■ Source extract
*** Begin section ***
Policymakers have converged on economic development as a key to ending terrorism, in the belief that poorer people are more susceptible to the appeals of violent groups. In fact, in Pakistan, the poor are less supportive of militant groups than the middle class.
GRAEME BLAIR is a Ph.D. candidate in the Department of Politics at Princeton University. C. CHRISTINE FAIR is an assistant professor in the Center for Peace and Security Studies at Georgetown University's Edmund A. Walsh School of Foreign Service. NEIL MALHOTRA is an associate professor of Political Science at the University of Pennsylvania. JACOB N. SHAPIRO is an assistant professor of Politics and International Affairs at Princeton University.
Since al Qaeda bombed the U.S. embassies in Kenya and Tanzania in 1998 and then attacked the World Trade Center three years later, the United States has dedicated billions of dollars and thousands of lives to addressing the threat of terrorism. Over time, policymakers converged on economic development as a key to ending terrorism, in the belief that poorer people are more susceptible to the appeals of violent groups or more likely to perpetrate violence themselves. If economic development aid raised incomes, the thinking went, support for militant groups would diminish.
This logic has taken hold at the highest levels of American policymaking. In 2010, U.S. President Barack Obama argued in favor of sending more development aid to poor countries, because “extremely poor societies” are “optimal breeding grounds for disease, terrorism, and conflict.” The same year, Secretary of State Hillary Clinton concurred, declaring economic development an “integral part of America’s national security policy.”
*** End section ***
■ Task brief
Write out word for word the part of the passage on poverty and militant support that begins at the words "Since al Qaeda" and stops after the words "groups would diminish.".

■ Supplied entries
*** Begin section ***
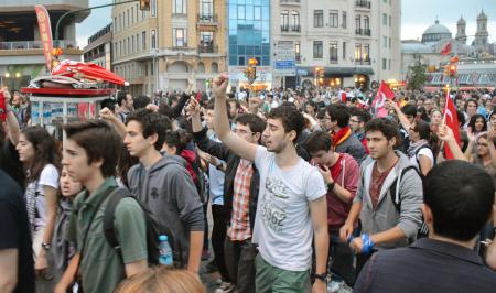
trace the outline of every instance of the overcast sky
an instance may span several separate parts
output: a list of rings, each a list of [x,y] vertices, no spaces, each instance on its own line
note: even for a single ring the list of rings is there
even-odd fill
[[[89,0],[90,7],[106,3],[111,3],[111,0]],[[436,17],[441,24],[450,29],[454,37],[456,34],[456,21],[460,19],[460,15],[463,15],[466,21],[465,32],[470,43],[473,40],[473,35],[475,35],[476,18],[481,10],[484,9],[488,18],[489,41],[496,42],[496,0],[402,0],[401,3],[402,40],[421,39],[423,31],[434,23]],[[77,25],[76,34],[79,46],[86,46],[88,37],[110,21],[110,8],[94,10],[83,23]]]

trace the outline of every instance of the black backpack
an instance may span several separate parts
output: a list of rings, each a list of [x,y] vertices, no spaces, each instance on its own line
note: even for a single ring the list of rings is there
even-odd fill
[[[169,228],[164,231],[159,229],[155,220],[151,217],[151,213],[145,208],[138,198],[133,197],[131,193],[126,188],[120,188],[114,192],[108,199],[107,206],[104,214],[104,234],[107,242],[119,254],[121,253],[121,248],[119,241],[116,237],[116,231],[114,229],[114,215],[116,213],[116,207],[119,205],[120,200],[123,198],[133,198],[141,207],[144,213],[144,219],[147,221],[147,251],[148,251],[148,263],[151,265],[159,264],[159,236],[168,236],[169,245],[172,249],[172,254],[174,259],[174,267],[183,267],[183,254],[181,246],[177,243],[174,234]]]
[[[429,146],[427,146],[427,148],[429,148]],[[405,174],[409,170],[414,170],[417,172],[417,174],[420,176],[420,178],[423,180],[422,174],[419,172],[419,170],[416,166],[407,166],[400,171],[399,176],[396,177],[396,180],[391,184],[391,187],[389,187],[389,195],[391,196],[391,202],[395,205],[395,208],[398,213],[401,211],[401,197],[398,194],[398,187],[399,187],[399,184],[401,183],[401,178],[405,176]],[[398,181],[398,178],[399,178],[399,181]],[[423,215],[422,215],[422,223],[420,224],[419,230],[417,232],[417,238],[423,238],[423,237],[428,237],[428,236],[429,236],[429,228],[428,228],[425,221],[423,221]]]

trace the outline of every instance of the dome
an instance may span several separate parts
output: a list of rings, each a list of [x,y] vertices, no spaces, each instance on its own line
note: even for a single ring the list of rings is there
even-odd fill
[[[422,34],[422,43],[438,42],[444,39],[452,39],[452,35],[446,26],[439,23],[439,20],[429,26]]]
[[[423,32],[423,34],[444,34],[444,33],[451,35],[451,32],[446,26],[439,24],[439,20],[435,21],[435,24],[432,24]]]

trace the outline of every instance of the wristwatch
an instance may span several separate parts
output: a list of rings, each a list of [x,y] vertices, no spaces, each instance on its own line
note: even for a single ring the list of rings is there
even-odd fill
[[[314,273],[313,276],[315,279],[321,280],[322,282],[327,282],[327,273]]]
[[[42,242],[42,248],[44,249],[44,250],[50,250],[51,248],[52,248],[52,243],[45,243],[45,242]]]
[[[327,192],[334,192],[334,186],[336,186],[336,182],[327,183]]]

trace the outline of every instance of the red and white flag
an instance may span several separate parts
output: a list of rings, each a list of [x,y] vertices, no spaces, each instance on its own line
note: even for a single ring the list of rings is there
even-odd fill
[[[451,53],[451,41],[449,41],[443,48],[441,48],[441,55],[450,55]]]
[[[380,82],[379,90],[373,100],[373,108],[375,109],[376,117],[388,116],[388,110],[384,107],[386,99],[393,100],[395,93],[388,87],[388,85],[382,80]]]
[[[456,142],[460,144],[460,127],[459,117],[456,115],[456,107],[450,96],[450,90],[446,90],[446,106],[444,108],[444,124],[453,131]],[[444,158],[448,160],[454,159],[453,153],[448,144],[444,144]]]

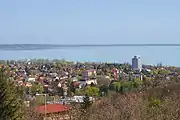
*** End section ***
■ Reply
Since al Qaeda bombed the U.S. embassies in Kenya and Tanzania in 1998 and then attacked the World Trade Center three years later, the United States has dedicated billions of dollars and thousands of lives to addressing the threat of terrorism. Over time, policymakers converged on economic development as a key to ending terrorism, in the belief that poorer people are more susceptible to the appeals of violent groups or more likely to perpetrate violence themselves. If economic development aid raised incomes, the thinking went, support for militant groups would diminish.